→ REQUIRED ACTION 1: Could you print the news article on suicide prevention, starting at "A Clinical Psychologist, Mr" and ending at "suicide across the world."?
→ REQUIRED ACTION 2: Can you carry on the news article on suicide prevention, picking up right after its final sentence?

→ EXERCISE TEXT:

Dr Allwell Orji recently committed suicide
hmmm....... Against
the backdrop of the incessant suicide by Nigerians especially after a
medical doctor jumped inside the Lagos lagoon, a psychologist, has
advised Nigerians on the best way to avert suicide.
A Clinical Psychologist, Mr Adedotun Ajiboye, has advised
relations, friends and colleagues of persons suffering from depression
to be extra vigilant to avert incidents of suicide.
Ajiboye, who works at the Ekiti State University Teaching Hospital,
Ado-Ekiti, gave this advice in an interview with the News Agency of
Nigeria (NAN) in Abuja on Thursday.
He spoke against the backdrop of rising incidents of suicide across the world.
The World Health Organisation (WHO) in its recent reports said that 800,000 people commit suicide every year across the world.
WHO also said in the report that depression was also the leading
cause of disability worldwide, affecting more than 300 million people,
majority of them women, young people and the elderly.
A Lagos-based medical doctor, Dr Allwell Orji, took his life on Sunday by jumping off the Third Mainland Bridge into the Lagoon. He had ordered his driver to park while on the bridge in order to ease himself.
Ajiboye explained that people who suffered depression had the tendency to become suicidal.
He identified terminal medical condition, poverty, loss of a loved
one or loss of money as other factors that often lead a person to
depression and become suicidal.
The psychologist called for proper monitoring of behaviour of
persons with depression in addition to taking them to see a psychiatrist
who would prescribe anti-depressant drugs and follow up on such
patients.
Ajiboye also advised that harmful objects such as knives should be kept away from people suffering from depression.
He advised that people should be their brother’s keepers,
especially in the religious circles, saying that they should have
welfare packages for people in these times of economic hardship.

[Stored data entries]
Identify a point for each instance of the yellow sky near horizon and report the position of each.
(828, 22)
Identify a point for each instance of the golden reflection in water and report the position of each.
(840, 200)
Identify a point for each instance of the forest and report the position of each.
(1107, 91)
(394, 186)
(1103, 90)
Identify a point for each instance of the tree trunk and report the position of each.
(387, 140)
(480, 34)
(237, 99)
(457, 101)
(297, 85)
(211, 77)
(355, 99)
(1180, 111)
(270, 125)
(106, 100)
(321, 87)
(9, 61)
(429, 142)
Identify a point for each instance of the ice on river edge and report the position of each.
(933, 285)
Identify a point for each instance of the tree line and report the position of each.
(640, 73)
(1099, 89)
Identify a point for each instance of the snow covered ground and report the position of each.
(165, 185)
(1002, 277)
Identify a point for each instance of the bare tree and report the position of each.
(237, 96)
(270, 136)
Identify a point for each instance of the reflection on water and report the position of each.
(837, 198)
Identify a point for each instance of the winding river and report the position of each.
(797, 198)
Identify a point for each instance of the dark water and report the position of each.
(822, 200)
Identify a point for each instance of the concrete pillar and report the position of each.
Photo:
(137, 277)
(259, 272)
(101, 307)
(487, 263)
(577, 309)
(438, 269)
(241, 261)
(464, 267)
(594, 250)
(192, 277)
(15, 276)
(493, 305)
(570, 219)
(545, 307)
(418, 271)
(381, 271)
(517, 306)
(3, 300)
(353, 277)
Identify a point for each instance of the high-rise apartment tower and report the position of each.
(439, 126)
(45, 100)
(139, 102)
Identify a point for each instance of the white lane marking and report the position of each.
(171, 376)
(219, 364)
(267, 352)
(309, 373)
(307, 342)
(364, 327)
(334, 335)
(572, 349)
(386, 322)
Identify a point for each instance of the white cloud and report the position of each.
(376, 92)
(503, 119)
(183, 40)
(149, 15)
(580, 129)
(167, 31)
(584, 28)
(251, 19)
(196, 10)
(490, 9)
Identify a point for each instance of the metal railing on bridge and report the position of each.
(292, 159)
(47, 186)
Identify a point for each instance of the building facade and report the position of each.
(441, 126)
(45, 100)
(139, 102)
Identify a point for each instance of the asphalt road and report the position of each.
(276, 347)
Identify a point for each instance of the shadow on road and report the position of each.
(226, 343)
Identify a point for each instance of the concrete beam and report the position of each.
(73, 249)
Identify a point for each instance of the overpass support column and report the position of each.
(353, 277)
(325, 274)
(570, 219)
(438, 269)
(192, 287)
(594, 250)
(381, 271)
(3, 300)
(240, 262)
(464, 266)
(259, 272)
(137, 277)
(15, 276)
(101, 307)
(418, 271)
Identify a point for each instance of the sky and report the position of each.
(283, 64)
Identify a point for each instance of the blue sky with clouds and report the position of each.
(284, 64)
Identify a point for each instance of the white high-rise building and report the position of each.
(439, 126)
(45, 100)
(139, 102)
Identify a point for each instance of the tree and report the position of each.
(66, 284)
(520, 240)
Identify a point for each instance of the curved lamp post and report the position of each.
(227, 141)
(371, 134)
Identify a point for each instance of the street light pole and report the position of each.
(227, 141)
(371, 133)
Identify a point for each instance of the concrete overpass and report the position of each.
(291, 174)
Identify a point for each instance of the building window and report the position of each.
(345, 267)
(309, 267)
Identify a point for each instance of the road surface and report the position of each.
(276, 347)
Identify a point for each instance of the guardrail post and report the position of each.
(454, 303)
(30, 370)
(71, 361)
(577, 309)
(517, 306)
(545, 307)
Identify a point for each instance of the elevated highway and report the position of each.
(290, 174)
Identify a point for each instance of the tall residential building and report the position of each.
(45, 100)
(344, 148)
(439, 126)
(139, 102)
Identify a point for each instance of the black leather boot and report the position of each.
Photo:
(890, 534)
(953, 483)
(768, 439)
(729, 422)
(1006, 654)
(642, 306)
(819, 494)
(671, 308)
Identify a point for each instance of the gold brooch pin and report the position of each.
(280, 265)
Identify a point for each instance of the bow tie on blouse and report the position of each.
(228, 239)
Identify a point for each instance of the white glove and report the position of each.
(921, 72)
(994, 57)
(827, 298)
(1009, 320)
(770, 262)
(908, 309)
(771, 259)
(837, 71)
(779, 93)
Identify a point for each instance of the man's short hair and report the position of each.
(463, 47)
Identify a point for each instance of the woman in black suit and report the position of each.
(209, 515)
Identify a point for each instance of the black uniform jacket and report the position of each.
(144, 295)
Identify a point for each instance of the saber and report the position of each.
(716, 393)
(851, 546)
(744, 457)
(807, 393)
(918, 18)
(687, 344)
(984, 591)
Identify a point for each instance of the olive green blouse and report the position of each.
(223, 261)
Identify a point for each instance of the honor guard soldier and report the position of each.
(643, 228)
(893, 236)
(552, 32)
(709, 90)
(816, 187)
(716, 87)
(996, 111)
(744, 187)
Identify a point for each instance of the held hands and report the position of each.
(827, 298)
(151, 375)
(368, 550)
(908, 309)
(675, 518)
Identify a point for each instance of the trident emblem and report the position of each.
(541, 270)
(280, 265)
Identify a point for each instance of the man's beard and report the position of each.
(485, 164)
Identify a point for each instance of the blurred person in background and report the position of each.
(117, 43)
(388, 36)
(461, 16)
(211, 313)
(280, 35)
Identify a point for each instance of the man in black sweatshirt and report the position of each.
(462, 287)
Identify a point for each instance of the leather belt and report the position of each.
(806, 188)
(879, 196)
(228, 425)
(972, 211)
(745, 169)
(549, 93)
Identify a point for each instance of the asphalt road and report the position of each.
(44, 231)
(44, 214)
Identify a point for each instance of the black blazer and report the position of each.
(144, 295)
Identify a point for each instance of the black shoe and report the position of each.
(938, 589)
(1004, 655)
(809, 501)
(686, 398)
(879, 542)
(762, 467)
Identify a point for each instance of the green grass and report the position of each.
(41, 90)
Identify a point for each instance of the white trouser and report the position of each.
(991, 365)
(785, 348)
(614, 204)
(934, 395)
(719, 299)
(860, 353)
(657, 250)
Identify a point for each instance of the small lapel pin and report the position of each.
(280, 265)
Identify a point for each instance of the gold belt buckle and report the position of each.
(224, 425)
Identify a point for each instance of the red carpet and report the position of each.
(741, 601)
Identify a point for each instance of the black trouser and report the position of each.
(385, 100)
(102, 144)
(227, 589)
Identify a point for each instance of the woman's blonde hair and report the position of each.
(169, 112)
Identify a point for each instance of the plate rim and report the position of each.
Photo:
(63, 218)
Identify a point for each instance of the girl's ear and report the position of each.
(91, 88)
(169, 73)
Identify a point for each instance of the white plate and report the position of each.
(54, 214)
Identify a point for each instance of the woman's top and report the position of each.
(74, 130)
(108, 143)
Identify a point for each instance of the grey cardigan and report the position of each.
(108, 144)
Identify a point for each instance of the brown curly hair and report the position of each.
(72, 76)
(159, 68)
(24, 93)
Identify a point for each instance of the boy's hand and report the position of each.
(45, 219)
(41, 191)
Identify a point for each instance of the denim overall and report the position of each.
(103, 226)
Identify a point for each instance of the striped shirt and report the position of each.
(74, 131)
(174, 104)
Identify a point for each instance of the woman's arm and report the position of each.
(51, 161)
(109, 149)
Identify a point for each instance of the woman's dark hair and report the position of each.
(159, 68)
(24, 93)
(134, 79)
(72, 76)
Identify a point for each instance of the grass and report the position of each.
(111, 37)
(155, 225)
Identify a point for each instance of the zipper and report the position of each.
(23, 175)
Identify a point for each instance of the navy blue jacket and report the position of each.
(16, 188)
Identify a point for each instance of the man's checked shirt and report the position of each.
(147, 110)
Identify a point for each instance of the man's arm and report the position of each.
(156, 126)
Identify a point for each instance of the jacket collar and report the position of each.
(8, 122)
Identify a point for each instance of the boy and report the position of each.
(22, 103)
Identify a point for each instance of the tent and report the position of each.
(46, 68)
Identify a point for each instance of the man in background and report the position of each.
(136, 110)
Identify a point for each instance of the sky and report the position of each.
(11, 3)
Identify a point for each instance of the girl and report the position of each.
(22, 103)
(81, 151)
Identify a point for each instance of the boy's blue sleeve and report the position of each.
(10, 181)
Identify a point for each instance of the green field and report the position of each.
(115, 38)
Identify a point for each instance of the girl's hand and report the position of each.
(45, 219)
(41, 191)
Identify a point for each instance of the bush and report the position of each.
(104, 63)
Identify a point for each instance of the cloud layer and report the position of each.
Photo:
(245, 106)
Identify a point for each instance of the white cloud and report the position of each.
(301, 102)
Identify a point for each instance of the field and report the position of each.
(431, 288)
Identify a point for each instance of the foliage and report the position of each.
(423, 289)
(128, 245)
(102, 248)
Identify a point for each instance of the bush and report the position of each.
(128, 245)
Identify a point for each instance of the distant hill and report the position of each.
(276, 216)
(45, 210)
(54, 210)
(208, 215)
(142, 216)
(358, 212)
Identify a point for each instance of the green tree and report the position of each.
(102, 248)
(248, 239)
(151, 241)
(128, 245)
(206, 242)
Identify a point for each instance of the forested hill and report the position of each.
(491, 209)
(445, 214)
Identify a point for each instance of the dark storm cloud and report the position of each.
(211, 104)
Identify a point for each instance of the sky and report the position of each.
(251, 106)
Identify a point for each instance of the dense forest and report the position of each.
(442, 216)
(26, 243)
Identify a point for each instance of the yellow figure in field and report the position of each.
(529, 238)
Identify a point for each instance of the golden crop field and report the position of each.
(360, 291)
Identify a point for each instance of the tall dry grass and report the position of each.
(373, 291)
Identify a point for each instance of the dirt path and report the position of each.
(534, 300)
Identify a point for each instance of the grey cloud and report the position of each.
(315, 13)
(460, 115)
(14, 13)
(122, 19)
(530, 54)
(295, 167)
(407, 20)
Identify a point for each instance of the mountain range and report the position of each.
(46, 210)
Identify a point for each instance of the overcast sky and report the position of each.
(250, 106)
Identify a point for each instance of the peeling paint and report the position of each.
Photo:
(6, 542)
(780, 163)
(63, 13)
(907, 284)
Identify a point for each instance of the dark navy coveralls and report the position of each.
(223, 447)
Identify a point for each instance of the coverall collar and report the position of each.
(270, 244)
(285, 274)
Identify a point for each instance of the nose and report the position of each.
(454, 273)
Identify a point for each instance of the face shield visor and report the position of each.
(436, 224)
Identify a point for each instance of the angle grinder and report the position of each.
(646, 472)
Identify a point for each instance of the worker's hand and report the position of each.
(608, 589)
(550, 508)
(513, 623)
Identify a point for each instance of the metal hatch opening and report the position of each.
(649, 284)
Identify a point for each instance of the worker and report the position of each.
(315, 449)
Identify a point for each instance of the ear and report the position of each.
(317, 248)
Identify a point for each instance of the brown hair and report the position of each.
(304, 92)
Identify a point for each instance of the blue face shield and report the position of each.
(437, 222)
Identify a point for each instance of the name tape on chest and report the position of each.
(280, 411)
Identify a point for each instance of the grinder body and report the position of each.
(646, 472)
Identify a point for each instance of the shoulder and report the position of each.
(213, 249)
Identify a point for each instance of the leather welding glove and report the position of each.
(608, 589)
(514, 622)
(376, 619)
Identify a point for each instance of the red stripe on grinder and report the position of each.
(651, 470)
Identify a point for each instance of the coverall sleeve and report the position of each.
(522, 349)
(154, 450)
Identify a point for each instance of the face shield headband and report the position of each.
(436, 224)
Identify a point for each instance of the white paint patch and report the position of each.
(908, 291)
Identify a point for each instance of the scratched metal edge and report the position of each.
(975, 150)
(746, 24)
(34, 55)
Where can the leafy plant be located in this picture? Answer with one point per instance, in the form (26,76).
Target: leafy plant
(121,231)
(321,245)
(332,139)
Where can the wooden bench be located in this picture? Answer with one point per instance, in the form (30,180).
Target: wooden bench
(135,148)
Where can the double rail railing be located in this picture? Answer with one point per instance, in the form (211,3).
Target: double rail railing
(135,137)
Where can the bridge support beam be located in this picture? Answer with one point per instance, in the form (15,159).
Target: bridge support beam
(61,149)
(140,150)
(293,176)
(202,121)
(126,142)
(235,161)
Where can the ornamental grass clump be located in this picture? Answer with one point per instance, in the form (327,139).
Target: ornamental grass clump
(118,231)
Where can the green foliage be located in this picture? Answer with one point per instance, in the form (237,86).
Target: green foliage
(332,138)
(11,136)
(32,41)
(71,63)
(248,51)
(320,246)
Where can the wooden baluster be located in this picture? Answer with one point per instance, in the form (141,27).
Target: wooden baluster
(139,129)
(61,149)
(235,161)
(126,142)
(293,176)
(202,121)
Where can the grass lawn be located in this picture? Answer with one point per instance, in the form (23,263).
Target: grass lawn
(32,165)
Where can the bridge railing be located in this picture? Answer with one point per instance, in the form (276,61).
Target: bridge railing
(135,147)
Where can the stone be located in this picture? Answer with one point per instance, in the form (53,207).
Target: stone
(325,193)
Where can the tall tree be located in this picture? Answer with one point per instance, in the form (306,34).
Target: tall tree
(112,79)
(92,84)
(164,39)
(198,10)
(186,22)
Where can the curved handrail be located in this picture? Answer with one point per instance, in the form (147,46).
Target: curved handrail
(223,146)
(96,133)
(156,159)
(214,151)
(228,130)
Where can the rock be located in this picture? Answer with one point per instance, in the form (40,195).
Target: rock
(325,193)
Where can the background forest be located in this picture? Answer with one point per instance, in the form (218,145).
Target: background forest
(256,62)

→ OUTPUT 1:
A Clinical Psychologist, Mr Adedotun Ajiboye, has advised
relations, friends and colleagues of persons suffering from depression
to be extra vigilant to avert incidents of suicide.
Ajiboye, who works at the Ekiti State University Teaching Hospital,
Ado-Ekiti, gave this advice in an interview with the News Agency of
Nigeria (NAN) in Abuja on Thursday.
He spoke against the backdrop of rising incidents of suicide across the world.

→ OUTPUT 2:
“People are passing through a lot of tough times and they may
not want to share their experiences, so religious leaders must learn to
engage people.
“We must call our loved ones regularly to check on their
welfare and see how we can be of assistance, you do not know if that
call will just save a life,’’ the psychologist said.
He also advised people who were faced with some challenges to learn
to share their problems, saying “a problem shared is a problem half
solved”.
Ajiboye explained that unstable mental condition was one of the
factors that could make an individual to be prone to committing suicide.
According to him, suicide is the process of purposely ending one’s life. “The
person has determined already to kill himself which is quite different
from someone who hears a voice telling him to jump into the lagoon or to
strip n*ked.
“We have what we call auditory hallucination where someone
hears a voice saying remove your clothes or jump into the lagoon and the
person obeys, that person may have a psychosis condition.
“Also, the person maybe experiencing visual hallucination,
where only the person sees people or things that want to harm him and to
escape, jump out of a vehicle, or jump in front of a moving vehicle.
“All these must be established before you can arrive at a conclusion,” Ajiboye said.